**Task details**
Give back the entire listing verbatim.

— Begin —

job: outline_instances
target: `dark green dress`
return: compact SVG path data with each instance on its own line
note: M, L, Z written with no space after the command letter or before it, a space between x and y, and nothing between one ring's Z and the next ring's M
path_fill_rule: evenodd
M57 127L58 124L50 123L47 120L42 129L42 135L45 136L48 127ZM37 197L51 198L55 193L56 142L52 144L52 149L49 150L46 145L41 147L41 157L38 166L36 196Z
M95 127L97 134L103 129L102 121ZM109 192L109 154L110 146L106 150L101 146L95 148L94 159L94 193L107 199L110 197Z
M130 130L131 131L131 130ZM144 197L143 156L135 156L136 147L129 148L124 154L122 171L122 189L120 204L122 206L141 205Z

— End —

**The result**
job: outline_instances
target: `dark green dress`
return: compact SVG path data with each instance on its own line
note: M, L, Z written with no space after the command letter or before it, a space between x and y, and nothing between one ring's Z and the next ring's M
path_fill_rule: evenodd
M57 127L58 124L50 123L47 120L42 129L42 135L45 136L48 127ZM37 197L51 198L55 193L56 142L52 144L52 149L49 150L46 145L41 147L41 157L38 166L36 196Z
M95 127L97 134L103 129L102 121ZM109 192L109 154L110 146L106 150L101 146L95 148L94 159L94 193L107 199L110 197Z
M130 130L131 131L131 130ZM144 197L143 156L135 156L136 147L129 148L124 154L122 171L122 189L120 204L122 206L141 205Z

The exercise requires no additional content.